» **EXERCISE INSTRUCTIONS**:
a – What does the Queen's Park text say about each of these?
(i) Where was the small group that waved the flag and blasted cheerful music?
(ii) In what place does it say Zionists lined up on sofas and chairs to watch bombs dropped on Gaza?
(iii) In which years were the White Phosphorous bombs used?
b – Pick up the Queen's Park text after its last sentence and keep writing.

» **READING TEXT**:
At Queen's Park, there was an insignificant number of pro-genocidalists, pro-Zionists, who waved that flag and blasted inappropriately cheerful music.

And, as I said when I got up to speak, they are cheering the murders of Palestinians. One needs not take my word for it, just look at the many images of Zionists in Sderot lining up on the sofas and chairs, popcorn in hand, to watch the life and neighbourhood-flattening massive bombs be dropped upon Gaza. I've not yet seen images of them cheering when the skin-eating, horrific, 2009 and 2014-used White Phosphorous bombs are dropped on this bombshelter-less population with nowhere to flee (and even when they do flee, their places of refuge are bombed), but sadly won't be surprised when such pictures emerge, much like emerged t-shirts celebrating the killing of Palestinian children and pregnant women in 2009.

» **PROVIDED RECORDS**:
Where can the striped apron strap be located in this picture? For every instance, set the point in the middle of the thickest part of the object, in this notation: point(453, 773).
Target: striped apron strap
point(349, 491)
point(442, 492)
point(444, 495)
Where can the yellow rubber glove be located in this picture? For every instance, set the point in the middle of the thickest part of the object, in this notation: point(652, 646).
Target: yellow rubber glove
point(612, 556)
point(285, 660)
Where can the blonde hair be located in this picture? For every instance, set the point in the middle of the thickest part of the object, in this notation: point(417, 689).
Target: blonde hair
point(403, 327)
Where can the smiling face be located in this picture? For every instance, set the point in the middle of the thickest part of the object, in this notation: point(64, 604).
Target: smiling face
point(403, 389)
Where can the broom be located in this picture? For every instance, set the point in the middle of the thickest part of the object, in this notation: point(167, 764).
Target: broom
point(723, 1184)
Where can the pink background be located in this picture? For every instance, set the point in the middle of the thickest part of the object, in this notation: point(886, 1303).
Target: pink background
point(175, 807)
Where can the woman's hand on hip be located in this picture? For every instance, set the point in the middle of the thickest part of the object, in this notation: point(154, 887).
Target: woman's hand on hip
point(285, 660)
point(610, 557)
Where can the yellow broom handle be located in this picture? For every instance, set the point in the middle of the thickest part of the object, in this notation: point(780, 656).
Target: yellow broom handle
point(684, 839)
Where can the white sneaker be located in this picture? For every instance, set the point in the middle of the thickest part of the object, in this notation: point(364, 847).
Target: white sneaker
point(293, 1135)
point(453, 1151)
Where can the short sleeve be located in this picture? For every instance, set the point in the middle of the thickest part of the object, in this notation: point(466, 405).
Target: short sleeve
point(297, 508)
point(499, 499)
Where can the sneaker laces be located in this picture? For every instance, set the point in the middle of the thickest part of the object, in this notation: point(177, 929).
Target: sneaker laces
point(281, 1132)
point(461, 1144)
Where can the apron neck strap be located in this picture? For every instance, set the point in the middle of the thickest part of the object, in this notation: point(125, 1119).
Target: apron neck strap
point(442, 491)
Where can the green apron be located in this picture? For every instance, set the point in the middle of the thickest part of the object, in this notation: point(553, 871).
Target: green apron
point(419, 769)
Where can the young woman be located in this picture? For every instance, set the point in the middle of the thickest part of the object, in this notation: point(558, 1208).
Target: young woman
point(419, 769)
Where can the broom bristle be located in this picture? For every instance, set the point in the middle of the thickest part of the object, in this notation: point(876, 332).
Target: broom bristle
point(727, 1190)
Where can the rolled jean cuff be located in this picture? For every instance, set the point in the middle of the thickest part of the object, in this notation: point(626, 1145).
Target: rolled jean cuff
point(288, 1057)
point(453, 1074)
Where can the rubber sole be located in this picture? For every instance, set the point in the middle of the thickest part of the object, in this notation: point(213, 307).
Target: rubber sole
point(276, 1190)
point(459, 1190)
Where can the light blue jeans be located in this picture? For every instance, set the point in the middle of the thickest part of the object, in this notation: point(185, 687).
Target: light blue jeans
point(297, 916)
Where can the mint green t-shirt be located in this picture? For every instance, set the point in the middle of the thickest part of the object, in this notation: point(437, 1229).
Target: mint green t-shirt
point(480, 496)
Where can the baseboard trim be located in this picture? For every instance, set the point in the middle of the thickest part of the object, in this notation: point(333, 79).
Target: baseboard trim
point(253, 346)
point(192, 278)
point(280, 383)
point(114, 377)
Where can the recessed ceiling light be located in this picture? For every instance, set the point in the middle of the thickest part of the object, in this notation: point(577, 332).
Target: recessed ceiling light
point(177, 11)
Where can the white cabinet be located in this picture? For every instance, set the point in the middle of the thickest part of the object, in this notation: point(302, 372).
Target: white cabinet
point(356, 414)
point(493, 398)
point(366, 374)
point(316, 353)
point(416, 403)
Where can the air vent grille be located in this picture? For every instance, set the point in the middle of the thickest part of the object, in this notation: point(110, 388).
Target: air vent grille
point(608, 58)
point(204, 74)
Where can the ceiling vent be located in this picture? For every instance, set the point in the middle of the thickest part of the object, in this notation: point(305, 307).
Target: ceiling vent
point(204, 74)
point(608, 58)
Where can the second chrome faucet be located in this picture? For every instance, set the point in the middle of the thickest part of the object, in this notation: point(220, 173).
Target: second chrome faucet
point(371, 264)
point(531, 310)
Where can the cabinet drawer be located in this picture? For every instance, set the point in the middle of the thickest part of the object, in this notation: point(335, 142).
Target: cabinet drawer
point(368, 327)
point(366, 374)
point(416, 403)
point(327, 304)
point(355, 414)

» **ANSWERS FOR THE EXERCISE**:
a –
(i) At Queen's Park.
(ii) Sderot.
(iii) 2009 and 2014.

b –
Since so many amazing speakers, female and male, young, older, Arab and non-Arab, had already spoken of the criminal massacre of Palestinians in Gaza and the rest of Palestine, I used my seven minutes to offer a personal perspective of Gaza under the Zionist bombs, and to highlight both the corporate media/Western narrative's use of the word "indiscriminate" when speaking of Resistance's rockets, and the legitimacy of the Right to Resist. [see: Resist]

Regarding the former, is it not discriminate, far more so, the Zionists' use of one- and two-ton bombs on entire neighbourhoods, on schools and shelters and hospitals? Their use of White Phosphorous on the same areas? Their use of the flesh-tearing, wide-reaching flechette shells on those areas and on medics? Their use of other banned bombs, including DIME, which doctors in Gaza are again reporting having been used?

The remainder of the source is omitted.